*Given passage:*
◇ ◇ ◇

How Long Should You Run an A/B Test? The Math, Explained Simply

Most A/B tests are stopped too early. The result looks significant, someone gets excited, and the experiment is called. Two weeks later, the lift has vanished. Here is the math that prevents this.

One of the most common questions in A/B testing: "We have been running this for a week — can we call it?"

Usually, the answer is no. Not because a week is too short as an absolute rule, but because the right answer depends entirely on your traffic volume, your current conversion rate, and the minimum effect size you care about detecting.

The good news: you can calculate the required sample size before you start. The bad news: most teams skip this step, which is why most A/B tests produce unreliable results.

The three inputs you need

Sample size calculation for a two-sample proportions test requires three numbers:

The MDE is the most important input and the most frequently miscalibrated one. Teams often set it too low (wanting to detect a 2% relative improvement) which requires hundreds of thousands of users per variant. Set your MDE based on what would actually change a business decision.

Baseline conversion rate (p₁): your current measured conversion rate on the control
Minimum detectable effect (MDE): the smallest lift you actually care about — e.g., a 10% relative improvement on a 5% baseline rate means you want to detect moves from 5% to 5.5%
Statistical power (1 - β): typically 80% or 80%. This means: if the true effect is exactly your MDE, what fraction of experiments would correctly detect it?

The sample size formula

For a two-sided test at α = 0.05 and 80% power, a reasonable approximation is:

Sample size formula (TypeScript)

// n = required users per variant
// p1 = baseline conversion rate
// mde = minimum detectable effect (absolute, not relative)

◇ ◇ ◇

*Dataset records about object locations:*
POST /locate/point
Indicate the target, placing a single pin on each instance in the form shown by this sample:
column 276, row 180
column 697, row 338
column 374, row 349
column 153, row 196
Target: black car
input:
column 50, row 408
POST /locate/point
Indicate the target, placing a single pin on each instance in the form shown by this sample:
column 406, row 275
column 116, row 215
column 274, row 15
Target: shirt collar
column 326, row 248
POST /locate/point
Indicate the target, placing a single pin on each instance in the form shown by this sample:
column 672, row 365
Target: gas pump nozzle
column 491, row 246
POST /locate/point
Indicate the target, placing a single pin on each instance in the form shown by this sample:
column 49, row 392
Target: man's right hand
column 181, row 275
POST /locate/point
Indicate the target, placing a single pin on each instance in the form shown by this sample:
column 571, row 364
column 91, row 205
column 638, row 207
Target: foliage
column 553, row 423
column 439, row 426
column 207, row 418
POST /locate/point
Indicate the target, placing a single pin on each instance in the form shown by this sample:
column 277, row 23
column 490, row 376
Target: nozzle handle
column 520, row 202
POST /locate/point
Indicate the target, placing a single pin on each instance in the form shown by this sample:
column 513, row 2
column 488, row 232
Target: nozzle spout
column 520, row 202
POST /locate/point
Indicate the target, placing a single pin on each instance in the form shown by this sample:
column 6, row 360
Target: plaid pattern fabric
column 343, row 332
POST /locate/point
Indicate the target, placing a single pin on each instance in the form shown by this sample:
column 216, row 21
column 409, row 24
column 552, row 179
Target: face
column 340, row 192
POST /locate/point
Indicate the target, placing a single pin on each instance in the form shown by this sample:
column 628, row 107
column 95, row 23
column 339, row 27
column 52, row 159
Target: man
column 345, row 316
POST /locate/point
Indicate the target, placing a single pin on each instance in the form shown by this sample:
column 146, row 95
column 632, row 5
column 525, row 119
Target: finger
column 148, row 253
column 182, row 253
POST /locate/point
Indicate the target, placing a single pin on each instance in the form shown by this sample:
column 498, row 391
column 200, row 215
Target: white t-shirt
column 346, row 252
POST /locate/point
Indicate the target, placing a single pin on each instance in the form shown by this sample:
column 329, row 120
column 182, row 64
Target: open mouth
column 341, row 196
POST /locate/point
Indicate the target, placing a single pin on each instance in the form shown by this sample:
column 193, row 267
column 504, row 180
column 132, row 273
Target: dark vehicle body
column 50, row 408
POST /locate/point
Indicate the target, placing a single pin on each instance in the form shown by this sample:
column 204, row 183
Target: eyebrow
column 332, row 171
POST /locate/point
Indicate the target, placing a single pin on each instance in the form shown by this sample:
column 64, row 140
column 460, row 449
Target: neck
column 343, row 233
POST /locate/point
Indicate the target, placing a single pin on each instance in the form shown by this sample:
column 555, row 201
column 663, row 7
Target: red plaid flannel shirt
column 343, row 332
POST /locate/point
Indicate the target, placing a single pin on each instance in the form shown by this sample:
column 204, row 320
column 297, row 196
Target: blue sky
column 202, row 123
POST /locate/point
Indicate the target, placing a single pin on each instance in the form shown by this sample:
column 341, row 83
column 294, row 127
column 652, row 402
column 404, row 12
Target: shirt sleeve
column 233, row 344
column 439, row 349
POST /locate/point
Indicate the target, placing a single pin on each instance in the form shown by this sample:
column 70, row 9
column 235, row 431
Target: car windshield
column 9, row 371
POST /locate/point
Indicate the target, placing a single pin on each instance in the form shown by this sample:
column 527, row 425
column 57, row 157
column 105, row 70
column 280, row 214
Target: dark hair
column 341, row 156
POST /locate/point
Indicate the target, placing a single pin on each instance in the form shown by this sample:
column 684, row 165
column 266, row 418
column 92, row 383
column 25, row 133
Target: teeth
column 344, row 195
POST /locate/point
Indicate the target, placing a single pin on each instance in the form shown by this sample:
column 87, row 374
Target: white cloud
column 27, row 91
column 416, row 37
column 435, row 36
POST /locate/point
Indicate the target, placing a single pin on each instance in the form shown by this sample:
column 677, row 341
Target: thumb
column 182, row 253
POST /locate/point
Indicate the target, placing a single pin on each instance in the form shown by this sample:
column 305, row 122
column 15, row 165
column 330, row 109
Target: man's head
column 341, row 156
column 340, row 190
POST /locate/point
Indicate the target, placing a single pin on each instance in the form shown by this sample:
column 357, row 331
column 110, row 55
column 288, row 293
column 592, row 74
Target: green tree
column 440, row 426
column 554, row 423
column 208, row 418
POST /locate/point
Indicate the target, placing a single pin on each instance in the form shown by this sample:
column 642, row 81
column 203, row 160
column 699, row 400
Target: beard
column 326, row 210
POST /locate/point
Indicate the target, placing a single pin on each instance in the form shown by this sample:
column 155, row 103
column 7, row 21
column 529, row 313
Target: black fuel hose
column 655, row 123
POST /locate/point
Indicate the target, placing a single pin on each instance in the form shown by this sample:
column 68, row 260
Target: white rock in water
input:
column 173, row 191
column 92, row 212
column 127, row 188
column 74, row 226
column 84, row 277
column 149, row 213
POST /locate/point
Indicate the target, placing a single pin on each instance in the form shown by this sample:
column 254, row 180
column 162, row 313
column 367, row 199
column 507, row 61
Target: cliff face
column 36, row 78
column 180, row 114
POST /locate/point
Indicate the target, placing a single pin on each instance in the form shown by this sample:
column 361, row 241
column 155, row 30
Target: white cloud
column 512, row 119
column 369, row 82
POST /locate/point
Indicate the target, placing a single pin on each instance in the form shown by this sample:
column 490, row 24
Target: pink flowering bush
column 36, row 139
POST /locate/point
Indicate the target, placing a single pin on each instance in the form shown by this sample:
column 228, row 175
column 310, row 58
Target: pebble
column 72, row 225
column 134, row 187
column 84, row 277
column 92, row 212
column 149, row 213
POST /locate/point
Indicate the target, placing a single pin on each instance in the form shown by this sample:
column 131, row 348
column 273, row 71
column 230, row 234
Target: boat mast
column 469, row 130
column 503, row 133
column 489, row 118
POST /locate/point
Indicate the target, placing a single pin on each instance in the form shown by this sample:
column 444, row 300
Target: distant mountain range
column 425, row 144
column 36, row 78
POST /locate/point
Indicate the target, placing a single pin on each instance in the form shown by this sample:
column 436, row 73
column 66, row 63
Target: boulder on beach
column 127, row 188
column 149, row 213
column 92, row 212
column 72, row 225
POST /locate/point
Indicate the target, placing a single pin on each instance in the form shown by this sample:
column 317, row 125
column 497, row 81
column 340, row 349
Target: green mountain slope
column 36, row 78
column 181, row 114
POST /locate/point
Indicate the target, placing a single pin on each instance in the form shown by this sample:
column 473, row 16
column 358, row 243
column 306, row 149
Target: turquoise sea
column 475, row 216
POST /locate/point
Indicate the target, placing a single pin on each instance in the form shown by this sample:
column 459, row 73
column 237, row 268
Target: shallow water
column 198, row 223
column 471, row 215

◇ ◇ ◇

*Actions to take:*
**1)** Reproduce the A/B test article from "Baseline conversion rate (p₁): your" to "correctly detect it?".
**2)** Take the A/B test article further, picking up right after its last line.

*Answers for the tasks:*
**1)**
Baseline conversion rate (p₁): your current measured conversion rate on the control
Minimum detectable effect (MDE): the smallest lift you actually care about — e.g., a 10% relative improvement on a 5% baseline rate means you want to detect moves from 5% to 5.5%
Statistical power (1 - β): typically 80% or 80%. This means: if the true effect is exactly your MDE, what fraction of experiments would correctly detect it?

**2)**
// e.g. if baseline is 0.05 and you want 10% relative lift, mde = 0.005

function sampleSizePerVariant(p1: number, mde: number): number {
  const p2 = p1 + mde;
  const p_bar = (p1 + p2) / 2;
  // z-scores for α=0.05 (two-sided) and β=0.20 (80% power)
  const z_alpha = 1.96;
  const z_beta = 0.842;
  return Math.ceil(
    Math.pow(z_alpha * Math.sqrt(2 * p_bar * (1 - p_bar)) +
             z_beta * Math.sqrt(p1 * (1 - p1) + p2 * (1 - p2)), 2) /
    Math.pow(mde, 2)
  );
}

// Example: 5% baseline, 10% relative MDE → 0.5pp absolute MDE
sampleSizePerVariant(0.05, 0.005); // ≈ 29,000 per variant → 58,000 total

Translating to time

Once you have the required total sample, divide by your daily unique visitor count to get the minimum runtime in days.

Some important caveats:

Always run for at least one full week to capture day-of-week effects — weekday and weekend behaviour differ significantly for most products
If your traffic is highly seasonal (a sale event, a product launch), wait until a 'normal' traffic period to run the experiment
Two weeks is a common default because it captures two weekday/weekend cycles — but this is a minimum floor, not a guarantee
If your calculation says 6 months, your MDE is too small relative to your traffic — either accept that you cannot detect small effects, or increase the effect you care about

The peeking problem in practice

If you run a sample size calculation beforehand and then stop the experiment when it hits significance — even before reaching your target sample — you are peeking.

This is the most common source of inflated false positives in practitioner A/B testing. At a 5% alpha, peeking daily and stopping early can drive the true false positive rate above 20-25%.

The fix: commit to your sample size before you start and do not interpret interim results as final. If your platform shows results in real time, use it for monitoring (detecting anomalies, SRM) — not for early stopping decisions.

Pre-register your sample size. Write it down before you launch. Do not let 'it looks significant after three days' override your pre-specification.

What to do with low-traffic sites

If your calculation says you need 100,000 users per variant and you get 5,000 visitors a month, you have a low-traffic problem, not an A/B testing problem.

In this situation:

Raise your MDE — focus on testing changes large enough to produce large effects
Increase conversion rate first through qualitative research (user interviews, session recordings) before quantitative testing
Test higher in the funnel where volume is greater, not at the checkout step where you have 50 conversions per month
Consider Bayesian approaches that can make useful decisions with less data by explicitly incorporating prior knowledge

ACO surfaces this directly as a traffic_guide in the dashboard — each plan tier shows the minimum monthly visitors needed to reliably detect improvements of a given size. There is no point running experiments you are statistically underpowered to conclude.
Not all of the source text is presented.